- _Source data_:
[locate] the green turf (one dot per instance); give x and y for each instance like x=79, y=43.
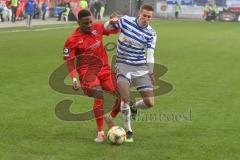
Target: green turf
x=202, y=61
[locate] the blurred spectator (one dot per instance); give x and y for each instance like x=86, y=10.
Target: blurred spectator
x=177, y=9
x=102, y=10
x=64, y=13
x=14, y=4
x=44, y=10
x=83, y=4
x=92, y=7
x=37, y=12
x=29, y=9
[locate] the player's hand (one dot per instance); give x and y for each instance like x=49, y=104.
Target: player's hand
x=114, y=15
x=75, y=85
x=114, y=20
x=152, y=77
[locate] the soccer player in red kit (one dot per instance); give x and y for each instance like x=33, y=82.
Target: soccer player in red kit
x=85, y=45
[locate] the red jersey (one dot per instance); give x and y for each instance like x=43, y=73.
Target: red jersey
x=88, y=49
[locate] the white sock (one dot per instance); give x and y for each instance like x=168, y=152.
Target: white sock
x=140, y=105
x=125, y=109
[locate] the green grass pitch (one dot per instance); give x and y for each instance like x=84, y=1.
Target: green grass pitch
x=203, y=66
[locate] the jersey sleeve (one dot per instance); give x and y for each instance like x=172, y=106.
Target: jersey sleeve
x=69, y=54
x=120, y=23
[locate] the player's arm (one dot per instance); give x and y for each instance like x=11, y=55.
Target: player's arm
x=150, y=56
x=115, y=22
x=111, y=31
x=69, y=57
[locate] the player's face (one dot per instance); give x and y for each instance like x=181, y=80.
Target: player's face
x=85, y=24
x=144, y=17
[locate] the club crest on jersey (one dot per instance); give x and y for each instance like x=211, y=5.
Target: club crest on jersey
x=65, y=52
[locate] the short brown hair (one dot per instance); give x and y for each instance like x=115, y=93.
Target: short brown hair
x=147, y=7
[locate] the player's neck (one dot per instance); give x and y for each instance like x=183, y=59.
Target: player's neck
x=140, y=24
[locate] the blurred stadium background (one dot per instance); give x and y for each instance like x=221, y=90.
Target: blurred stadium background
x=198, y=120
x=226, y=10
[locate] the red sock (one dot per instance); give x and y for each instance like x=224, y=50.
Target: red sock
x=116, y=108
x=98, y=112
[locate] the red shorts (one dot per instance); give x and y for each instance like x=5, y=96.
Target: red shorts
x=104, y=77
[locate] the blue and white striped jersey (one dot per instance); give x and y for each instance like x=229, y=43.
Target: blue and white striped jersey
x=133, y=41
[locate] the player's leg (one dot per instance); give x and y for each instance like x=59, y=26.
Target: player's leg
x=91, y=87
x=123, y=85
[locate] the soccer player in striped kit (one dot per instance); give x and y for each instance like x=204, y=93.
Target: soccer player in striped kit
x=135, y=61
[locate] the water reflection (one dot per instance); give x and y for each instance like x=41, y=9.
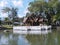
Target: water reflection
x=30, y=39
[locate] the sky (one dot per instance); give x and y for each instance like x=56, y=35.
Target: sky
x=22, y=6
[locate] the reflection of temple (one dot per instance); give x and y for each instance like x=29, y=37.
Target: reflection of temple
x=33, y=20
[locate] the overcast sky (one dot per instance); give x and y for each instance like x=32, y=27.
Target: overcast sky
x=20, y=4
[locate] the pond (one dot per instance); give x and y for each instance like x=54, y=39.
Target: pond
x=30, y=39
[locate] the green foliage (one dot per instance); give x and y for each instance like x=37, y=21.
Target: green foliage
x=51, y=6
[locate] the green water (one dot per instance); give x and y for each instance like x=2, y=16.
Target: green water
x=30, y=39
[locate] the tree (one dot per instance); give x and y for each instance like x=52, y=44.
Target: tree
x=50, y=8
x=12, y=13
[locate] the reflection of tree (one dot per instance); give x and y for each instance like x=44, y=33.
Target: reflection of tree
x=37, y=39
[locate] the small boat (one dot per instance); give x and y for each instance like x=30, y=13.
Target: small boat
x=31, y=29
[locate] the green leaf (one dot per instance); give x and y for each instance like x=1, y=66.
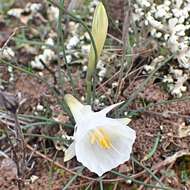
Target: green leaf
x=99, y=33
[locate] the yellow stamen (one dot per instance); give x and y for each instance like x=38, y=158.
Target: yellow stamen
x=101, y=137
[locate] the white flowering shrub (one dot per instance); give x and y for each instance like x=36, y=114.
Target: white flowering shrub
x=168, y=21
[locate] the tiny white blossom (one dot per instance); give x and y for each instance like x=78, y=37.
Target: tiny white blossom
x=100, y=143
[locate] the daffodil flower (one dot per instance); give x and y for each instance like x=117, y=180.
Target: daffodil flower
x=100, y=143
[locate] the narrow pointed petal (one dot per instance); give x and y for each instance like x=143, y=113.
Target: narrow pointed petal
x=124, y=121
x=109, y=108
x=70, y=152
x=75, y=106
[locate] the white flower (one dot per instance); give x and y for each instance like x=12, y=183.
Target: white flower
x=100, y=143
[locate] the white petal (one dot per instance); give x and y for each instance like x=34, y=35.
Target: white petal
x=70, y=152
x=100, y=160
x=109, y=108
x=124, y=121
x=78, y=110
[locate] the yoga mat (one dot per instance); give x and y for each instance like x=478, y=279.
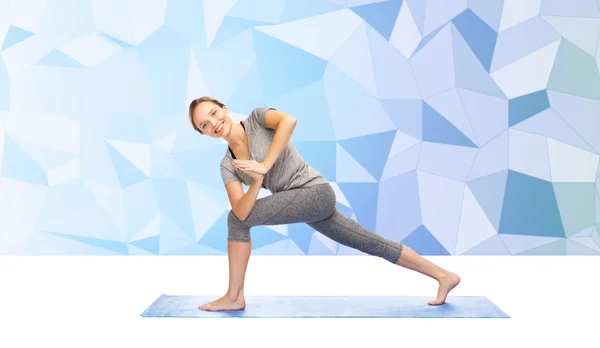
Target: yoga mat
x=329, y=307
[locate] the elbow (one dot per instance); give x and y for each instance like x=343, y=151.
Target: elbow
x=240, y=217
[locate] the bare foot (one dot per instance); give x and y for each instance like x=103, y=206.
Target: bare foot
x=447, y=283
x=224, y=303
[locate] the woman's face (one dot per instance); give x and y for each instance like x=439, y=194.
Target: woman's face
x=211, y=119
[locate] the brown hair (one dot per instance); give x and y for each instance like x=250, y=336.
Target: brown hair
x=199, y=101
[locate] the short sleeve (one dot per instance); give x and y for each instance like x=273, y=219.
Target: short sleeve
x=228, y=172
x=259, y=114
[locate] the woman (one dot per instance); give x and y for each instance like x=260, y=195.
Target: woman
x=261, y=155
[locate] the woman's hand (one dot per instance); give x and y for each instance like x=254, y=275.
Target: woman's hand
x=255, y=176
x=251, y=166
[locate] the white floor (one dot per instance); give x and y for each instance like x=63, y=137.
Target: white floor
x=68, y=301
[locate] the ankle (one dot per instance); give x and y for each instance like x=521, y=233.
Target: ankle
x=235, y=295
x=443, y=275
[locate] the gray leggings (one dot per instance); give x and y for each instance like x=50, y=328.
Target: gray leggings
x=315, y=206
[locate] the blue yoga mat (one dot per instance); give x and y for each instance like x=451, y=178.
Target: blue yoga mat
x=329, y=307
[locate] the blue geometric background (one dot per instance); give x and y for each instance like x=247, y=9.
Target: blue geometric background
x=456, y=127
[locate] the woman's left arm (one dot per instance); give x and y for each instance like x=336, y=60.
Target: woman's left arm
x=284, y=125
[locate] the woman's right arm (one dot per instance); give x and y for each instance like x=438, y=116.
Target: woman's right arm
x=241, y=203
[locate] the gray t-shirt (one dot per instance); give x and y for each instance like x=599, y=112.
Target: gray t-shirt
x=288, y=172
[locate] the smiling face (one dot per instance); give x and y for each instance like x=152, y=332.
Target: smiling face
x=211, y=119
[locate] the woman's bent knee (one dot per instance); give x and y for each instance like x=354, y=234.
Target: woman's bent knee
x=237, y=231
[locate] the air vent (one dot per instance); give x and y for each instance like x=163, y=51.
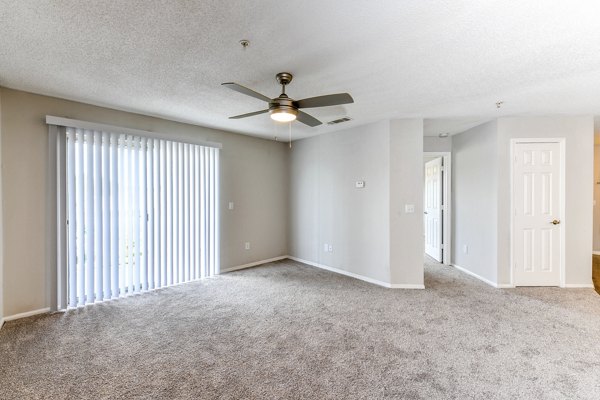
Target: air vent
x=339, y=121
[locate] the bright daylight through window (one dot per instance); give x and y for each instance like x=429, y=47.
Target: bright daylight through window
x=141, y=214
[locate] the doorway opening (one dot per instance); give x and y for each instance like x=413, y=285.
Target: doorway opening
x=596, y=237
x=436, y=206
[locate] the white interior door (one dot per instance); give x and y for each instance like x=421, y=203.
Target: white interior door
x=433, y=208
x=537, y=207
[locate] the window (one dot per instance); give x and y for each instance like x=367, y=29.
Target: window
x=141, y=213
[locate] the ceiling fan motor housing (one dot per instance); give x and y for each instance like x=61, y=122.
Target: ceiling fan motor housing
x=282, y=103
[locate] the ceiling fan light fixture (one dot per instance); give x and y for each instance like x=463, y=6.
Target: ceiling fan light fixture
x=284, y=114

- _What you are asked to do_: Output exactly the lines of the material above from the one containing "Target: brown hair" up to and including the one containing "[locate] the gray t-shirt".

- _Finished exercise_:
Target: brown hair
x=199, y=101
[locate] the short sleeve (one dot per instance); give x and y for each instance like x=273, y=219.
Target: short sleeve
x=228, y=172
x=259, y=114
[locate] the woman (one dot per instance); give x and y for each instance like x=260, y=195.
Target: woman
x=261, y=155
[locate] the woman's hand (one dot per instance); give x and y for each instance like x=254, y=275.
Target: woman's hand
x=255, y=176
x=251, y=166
[locate] the white floor (one dot per instance); give x and y for each instance like x=63, y=137.
Target: white floor
x=68, y=301
[locate] the ankle (one dot per instance); give x and y for each instance like x=521, y=233.
Target: ankle
x=235, y=295
x=443, y=275
[locate] the gray leggings (one dot per instance); give x and y for each instance like x=50, y=328.
Target: gray leggings
x=315, y=206
[locate] the blue yoga mat (one dot per instance); give x and y for each instance like x=451, y=178.
Target: blue yoga mat
x=329, y=307
[locate] the blue geometric background (one dot per instance); give x and y for each instance like x=247, y=9.
Target: blue geometric background
x=456, y=127
[locate] the woman's left arm (one dot per instance); give x and y for each instance like x=336, y=60.
Target: woman's left arm
x=284, y=125
[locate] the woman's right arm (one dot per instance); give x and y for each instance like x=438, y=116.
Target: woman's right arm
x=241, y=203
[locate] the gray t-shirt (one dot per instance); give x and y for each instance like x=599, y=112.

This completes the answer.